* Aim *
Write out all of the entries that follow, word for word, but skip the pictures.

* Records supplied *
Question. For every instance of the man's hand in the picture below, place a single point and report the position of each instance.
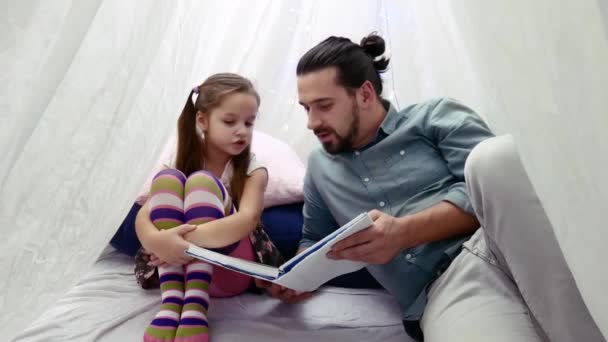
(377, 244)
(169, 246)
(282, 293)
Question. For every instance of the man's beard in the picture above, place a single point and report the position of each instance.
(345, 143)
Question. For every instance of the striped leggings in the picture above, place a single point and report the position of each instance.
(176, 199)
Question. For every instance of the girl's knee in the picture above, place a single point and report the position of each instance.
(207, 181)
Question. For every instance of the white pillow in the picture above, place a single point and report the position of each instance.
(285, 169)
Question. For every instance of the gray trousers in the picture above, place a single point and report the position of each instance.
(511, 282)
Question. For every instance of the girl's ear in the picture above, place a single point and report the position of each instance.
(201, 121)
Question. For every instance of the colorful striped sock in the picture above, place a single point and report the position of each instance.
(193, 325)
(166, 321)
(166, 212)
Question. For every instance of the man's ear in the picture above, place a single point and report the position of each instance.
(367, 94)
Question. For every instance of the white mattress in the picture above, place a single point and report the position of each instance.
(108, 305)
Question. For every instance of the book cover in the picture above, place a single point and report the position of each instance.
(305, 271)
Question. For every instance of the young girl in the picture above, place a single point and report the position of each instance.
(212, 196)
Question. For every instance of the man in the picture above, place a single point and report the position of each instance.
(407, 168)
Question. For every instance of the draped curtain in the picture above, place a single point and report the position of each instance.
(91, 91)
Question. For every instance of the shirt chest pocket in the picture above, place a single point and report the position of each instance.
(415, 169)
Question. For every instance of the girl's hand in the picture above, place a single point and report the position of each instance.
(168, 246)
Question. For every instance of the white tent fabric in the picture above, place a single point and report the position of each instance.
(91, 90)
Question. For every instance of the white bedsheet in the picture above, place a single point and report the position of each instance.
(108, 305)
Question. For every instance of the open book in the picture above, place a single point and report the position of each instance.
(305, 271)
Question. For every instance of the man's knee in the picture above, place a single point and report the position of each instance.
(494, 158)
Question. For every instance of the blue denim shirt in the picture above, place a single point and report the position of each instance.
(415, 162)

* Solved exercise *
Question. For every instance of the man's hand in the picture below, place a single point and report the position of each instance.
(377, 244)
(169, 246)
(282, 293)
Question. For every instance of the man's beard in the picture above, place a single point and report the position of each instance.
(345, 143)
Question. For every instance of the striped leggings in the picture above, place a single point and report the position of each instance.
(176, 199)
Question. For every instance of the girl's knee in the picture above, place a single point and report the position of each instance.
(207, 181)
Question. For every instance of the white pillow in the picture above, place a single point and report the position of each instance.
(285, 169)
Question. For every instance of the gray trousers in the picture above, place a single point and report the position of each instance.
(511, 282)
Question. For every instance of the girl's ear in the picture above, place a single point and report the position of each instance.
(201, 121)
Question. For every instance of the colorful striped sock in the picture above, place a single point and report the position of each instance.
(193, 325)
(166, 321)
(166, 212)
Question. For every instance of the man's ear in the picture above, place a single point and report the position of each instance.
(367, 94)
Question. For every instance of the white mattress in the picture above, place a single point and report the position of each instance.
(108, 305)
Question. For every instance of the book cover in the picture above, place a single point and report the position of each instance.
(305, 271)
Question. For every instance of the young girl in the picture above, place a single point and report the position of each instance.
(212, 196)
Question. For every instance of the man in the picture above, place a single point and report the position of each instance.
(407, 168)
Question. For every instance of the draped curtain in the picture above, place a single point and report the position of each instance.
(91, 91)
Question. For every instance of the shirt chest pocket in the picture above, place a single point and report the position of each instance.
(415, 169)
Question. For every instance of the girl's hand in the picture above, place a single point and report the position of each instance.
(168, 246)
Question. For every instance of the white tent fabric in the picture above, place a single point and report the position of each instance.
(91, 90)
Question. For every instance of the white bedsheet in the picture above, place a single point and report the position of each instance.
(108, 305)
Question. For every instance of the open book in the picture above, place a single point and report the position of each instance.
(305, 271)
Question. For every instance of the man's knee in the picture above, place a single point and report the position of each instance.
(494, 158)
Question. For every instance of the blue denim shirt in the picture above, place a single point and report the position of each instance.
(415, 162)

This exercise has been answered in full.